> **Work to complete**: Please rewrite the rows below, putting "dot" wherever "marker" appears and leaving everything else as it is.

(Position annotation records)
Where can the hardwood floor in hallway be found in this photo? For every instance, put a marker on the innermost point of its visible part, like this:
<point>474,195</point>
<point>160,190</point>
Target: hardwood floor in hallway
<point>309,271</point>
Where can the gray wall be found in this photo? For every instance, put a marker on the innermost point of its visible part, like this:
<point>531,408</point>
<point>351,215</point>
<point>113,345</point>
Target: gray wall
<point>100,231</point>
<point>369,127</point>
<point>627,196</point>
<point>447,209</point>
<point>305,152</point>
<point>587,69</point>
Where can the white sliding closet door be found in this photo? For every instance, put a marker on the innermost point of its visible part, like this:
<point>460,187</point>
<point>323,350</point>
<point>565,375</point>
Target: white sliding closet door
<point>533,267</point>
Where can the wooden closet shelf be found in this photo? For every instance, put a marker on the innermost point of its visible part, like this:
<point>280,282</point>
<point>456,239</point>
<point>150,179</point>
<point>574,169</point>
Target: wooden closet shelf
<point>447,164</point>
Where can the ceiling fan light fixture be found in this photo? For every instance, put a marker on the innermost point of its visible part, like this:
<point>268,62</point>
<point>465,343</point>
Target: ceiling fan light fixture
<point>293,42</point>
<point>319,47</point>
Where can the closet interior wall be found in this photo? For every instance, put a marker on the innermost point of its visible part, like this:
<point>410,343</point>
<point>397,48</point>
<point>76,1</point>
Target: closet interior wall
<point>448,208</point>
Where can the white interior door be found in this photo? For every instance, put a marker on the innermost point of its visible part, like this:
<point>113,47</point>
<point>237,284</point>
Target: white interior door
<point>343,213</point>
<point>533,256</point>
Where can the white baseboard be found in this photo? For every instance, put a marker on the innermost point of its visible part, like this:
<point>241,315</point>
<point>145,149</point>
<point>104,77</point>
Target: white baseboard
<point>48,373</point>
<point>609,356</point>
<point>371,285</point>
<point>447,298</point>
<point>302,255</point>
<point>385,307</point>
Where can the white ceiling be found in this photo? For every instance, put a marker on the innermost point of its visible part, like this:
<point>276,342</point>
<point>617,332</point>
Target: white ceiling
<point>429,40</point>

> **Complete answer**:
Where can the hardwood floor in hallway be found in this photo? For every instance, put a dot on the innermost point of its visible part, like this:
<point>474,195</point>
<point>160,190</point>
Target: hardwood floor in hallway
<point>309,271</point>
Where can the gray wall be found in this photo? For every instance, put a dot on the innermost point of its visible part, like this:
<point>531,408</point>
<point>351,215</point>
<point>113,345</point>
Target: gray wall
<point>100,231</point>
<point>369,127</point>
<point>627,196</point>
<point>447,209</point>
<point>305,152</point>
<point>587,69</point>
Where can the white sliding closet door be found in this photo? For every instance, put a dot on the innermost point of its visible part, like this:
<point>460,187</point>
<point>323,350</point>
<point>565,375</point>
Target: white sliding closet door
<point>533,267</point>
Where can the wooden closet shelf be found in this photo? For every instance, put a dot on the innermost point of its visible part, like this:
<point>280,282</point>
<point>456,239</point>
<point>150,179</point>
<point>574,169</point>
Target: wooden closet shelf
<point>447,164</point>
Where can the ceiling fan light fixture be found in this photo? For every instance, put a dot on the innermost point of its visible part, like this:
<point>268,62</point>
<point>465,343</point>
Target: ceiling fan light fixture
<point>293,42</point>
<point>319,47</point>
Where can the closet interior wall be found in this photo? For every instance, put a dot on the innermost point of its visible part, like this:
<point>410,343</point>
<point>397,48</point>
<point>76,1</point>
Target: closet interior wall
<point>448,208</point>
Where can the white interior door be found in this photo? For every instance, put a dot on the innermost point of its visible part, like this:
<point>113,47</point>
<point>237,284</point>
Target: white interior door
<point>343,213</point>
<point>533,256</point>
Where can the white baseboard be found in this photo? For every instance, put a dot on the innermost point of its visible part, like this:
<point>241,315</point>
<point>145,149</point>
<point>104,77</point>
Target: white baseboard
<point>48,373</point>
<point>609,356</point>
<point>371,285</point>
<point>447,298</point>
<point>302,255</point>
<point>385,307</point>
Where can the white ceiling be found in this photo? For every instance, put a dot on the innermost point of its visible part, like this:
<point>276,342</point>
<point>617,332</point>
Target: white ceiling
<point>429,40</point>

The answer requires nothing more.